■ **Page extract**:
================
Each record contains the full set of 18 annotations keyed by the document identifier from the original corpus, allowing metadata to be joined back to the source corpus without rehosting source text. The licensing is Apache 2.0 for model weights and CC-BY-4.0 for annotations, with release on the Hugging Face Hub (Idahl et al., 12 Feb 2026).
The paper presents three case studies to argue that multi-property annotation reveals structure hidden by scalar scoring. In German multi-source profiling, FinePDFs has 21.4% “excellent” quality versus 2.4% in FineWeb-2, about 12× more content with analytical reasoning indicators, and 7.4% high educational value versus 0.6% in FineWeb-2; HPLT 3.0 shows more content fragments and degraded documents than FineWeb-2. In a Nemotron-CC audit, even the “high” tier still contains documents with heavy or pure-marketing commercial bias, thin information density, and incomplete content integrity. In FineWeb-2, the paper reports notable cross-language variation in content quality, commercial bias, educational value, and content type composition, with commercial bias and information density showing the largest variation, suggesting that multilingual curation likely needs language-specific thresholds (Idahl et al., 12 Feb 2026).
================
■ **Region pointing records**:
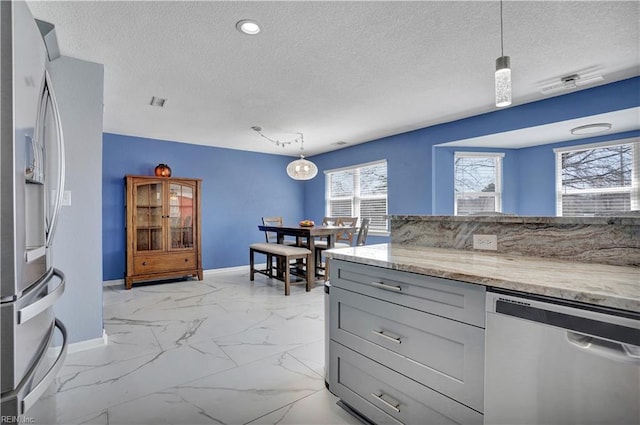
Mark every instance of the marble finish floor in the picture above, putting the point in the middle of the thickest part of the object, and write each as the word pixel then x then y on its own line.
pixel 219 351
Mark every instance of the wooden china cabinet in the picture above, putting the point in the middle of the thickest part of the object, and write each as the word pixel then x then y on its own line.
pixel 163 228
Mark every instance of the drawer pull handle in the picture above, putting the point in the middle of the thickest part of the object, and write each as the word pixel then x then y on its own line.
pixel 397 340
pixel 393 405
pixel 387 287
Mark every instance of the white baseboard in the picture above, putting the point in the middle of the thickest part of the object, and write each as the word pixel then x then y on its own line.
pixel 120 282
pixel 113 282
pixel 232 269
pixel 88 344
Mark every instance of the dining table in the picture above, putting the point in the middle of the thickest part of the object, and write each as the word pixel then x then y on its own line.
pixel 309 233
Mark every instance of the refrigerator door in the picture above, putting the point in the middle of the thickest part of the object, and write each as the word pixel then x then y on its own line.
pixel 25 326
pixel 22 191
pixel 30 397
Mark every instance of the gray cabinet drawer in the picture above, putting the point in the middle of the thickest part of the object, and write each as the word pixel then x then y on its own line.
pixel 386 397
pixel 448 298
pixel 443 354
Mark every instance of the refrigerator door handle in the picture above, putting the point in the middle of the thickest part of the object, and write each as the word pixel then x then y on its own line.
pixel 32 310
pixel 34 395
pixel 61 160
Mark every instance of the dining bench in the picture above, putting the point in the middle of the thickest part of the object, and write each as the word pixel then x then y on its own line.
pixel 284 254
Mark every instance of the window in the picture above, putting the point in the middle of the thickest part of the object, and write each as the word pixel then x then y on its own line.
pixel 478 182
pixel 359 191
pixel 597 179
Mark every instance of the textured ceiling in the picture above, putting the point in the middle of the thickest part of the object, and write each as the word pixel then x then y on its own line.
pixel 335 71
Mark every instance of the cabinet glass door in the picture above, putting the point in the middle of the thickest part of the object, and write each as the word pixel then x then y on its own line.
pixel 149 212
pixel 181 209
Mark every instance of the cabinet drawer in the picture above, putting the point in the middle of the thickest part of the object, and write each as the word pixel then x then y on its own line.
pixel 163 263
pixel 443 354
pixel 386 397
pixel 448 298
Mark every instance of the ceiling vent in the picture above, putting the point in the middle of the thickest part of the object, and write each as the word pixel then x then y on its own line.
pixel 571 82
pixel 157 101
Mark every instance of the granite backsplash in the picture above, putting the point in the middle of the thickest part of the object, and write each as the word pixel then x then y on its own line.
pixel 602 240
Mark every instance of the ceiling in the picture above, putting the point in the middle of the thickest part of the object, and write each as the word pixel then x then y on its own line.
pixel 339 72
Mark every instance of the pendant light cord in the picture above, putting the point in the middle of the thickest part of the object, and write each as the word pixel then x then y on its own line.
pixel 501 32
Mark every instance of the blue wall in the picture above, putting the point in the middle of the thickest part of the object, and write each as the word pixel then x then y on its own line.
pixel 443 187
pixel 238 189
pixel 420 175
pixel 536 174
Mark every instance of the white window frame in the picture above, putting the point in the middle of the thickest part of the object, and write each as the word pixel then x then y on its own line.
pixel 497 194
pixel 634 190
pixel 357 197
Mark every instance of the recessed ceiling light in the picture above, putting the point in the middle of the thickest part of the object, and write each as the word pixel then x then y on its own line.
pixel 157 101
pixel 591 129
pixel 248 26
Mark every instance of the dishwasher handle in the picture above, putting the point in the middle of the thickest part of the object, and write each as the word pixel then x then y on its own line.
pixel 615 351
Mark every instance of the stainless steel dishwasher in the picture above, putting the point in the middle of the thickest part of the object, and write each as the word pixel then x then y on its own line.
pixel 553 362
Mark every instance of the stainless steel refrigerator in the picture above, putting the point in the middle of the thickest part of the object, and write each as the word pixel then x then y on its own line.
pixel 32 183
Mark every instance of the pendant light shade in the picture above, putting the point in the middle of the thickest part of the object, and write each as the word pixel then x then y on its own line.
pixel 503 72
pixel 503 81
pixel 301 169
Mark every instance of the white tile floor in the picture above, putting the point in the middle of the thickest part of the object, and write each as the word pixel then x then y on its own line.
pixel 218 351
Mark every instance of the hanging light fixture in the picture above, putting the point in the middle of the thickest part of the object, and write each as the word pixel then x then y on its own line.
pixel 503 72
pixel 300 169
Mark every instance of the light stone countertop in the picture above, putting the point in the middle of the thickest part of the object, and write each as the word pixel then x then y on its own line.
pixel 599 284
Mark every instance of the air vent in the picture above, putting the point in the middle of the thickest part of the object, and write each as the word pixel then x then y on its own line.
pixel 571 82
pixel 157 101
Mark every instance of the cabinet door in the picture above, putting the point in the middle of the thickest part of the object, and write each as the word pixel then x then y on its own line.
pixel 149 212
pixel 181 216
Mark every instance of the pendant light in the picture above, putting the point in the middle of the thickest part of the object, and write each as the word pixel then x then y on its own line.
pixel 299 169
pixel 503 72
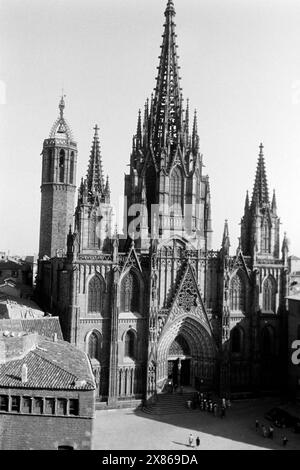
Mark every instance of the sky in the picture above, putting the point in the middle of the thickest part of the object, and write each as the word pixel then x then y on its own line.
pixel 240 68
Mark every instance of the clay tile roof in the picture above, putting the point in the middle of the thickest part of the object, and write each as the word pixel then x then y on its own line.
pixel 45 326
pixel 52 365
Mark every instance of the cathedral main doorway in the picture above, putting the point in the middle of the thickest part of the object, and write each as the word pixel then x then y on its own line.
pixel 186 355
pixel 179 362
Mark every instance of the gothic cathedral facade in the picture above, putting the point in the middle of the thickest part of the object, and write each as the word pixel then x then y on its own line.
pixel 157 302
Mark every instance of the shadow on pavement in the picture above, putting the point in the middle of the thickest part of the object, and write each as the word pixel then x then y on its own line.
pixel 238 425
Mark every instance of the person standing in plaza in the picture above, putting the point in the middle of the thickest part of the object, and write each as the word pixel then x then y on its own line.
pixel 191 440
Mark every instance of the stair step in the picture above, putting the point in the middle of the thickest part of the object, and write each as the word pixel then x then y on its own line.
pixel 170 404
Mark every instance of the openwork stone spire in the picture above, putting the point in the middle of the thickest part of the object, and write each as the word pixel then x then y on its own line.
pixel 167 115
pixel 60 128
pixel 260 191
pixel 95 179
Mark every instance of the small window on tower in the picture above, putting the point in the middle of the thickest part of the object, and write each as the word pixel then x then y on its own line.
pixel 72 168
pixel 61 166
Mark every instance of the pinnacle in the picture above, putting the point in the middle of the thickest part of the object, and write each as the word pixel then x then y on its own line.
pixel 260 189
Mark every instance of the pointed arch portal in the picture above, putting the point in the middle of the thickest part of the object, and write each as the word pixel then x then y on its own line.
pixel 186 354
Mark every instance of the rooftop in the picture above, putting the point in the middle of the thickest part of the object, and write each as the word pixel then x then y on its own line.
pixel 51 365
pixel 16 307
pixel 45 326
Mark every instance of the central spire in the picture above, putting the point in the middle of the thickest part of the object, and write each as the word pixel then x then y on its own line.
pixel 260 190
pixel 167 105
pixel 95 179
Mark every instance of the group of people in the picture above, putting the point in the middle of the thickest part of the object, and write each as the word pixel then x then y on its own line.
pixel 268 431
pixel 193 441
pixel 204 402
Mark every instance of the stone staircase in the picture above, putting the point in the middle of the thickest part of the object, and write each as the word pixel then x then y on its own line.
pixel 170 403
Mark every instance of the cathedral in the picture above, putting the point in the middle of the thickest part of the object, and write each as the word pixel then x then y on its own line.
pixel 156 303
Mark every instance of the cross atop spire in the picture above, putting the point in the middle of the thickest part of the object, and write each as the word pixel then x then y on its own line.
pixel 260 190
pixel 170 10
pixel 60 128
pixel 62 105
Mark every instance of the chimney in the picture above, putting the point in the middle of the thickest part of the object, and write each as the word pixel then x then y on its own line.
pixel 24 374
================
■ **What you will do**:
- 1) Please name every corpus the annotation passage mentions by name.
- 2) Under what licenses does the annotation passage say the model weights and the annotations are released?
None of the records are needed for these tasks.

■ **Answer set**:
- 1) FinePDFs, FineWeb-2, HPLT 3.0, Nemotron-CC

- 2) The model weights are under Apache 2.0 and the annotations under CC-BY-4.0.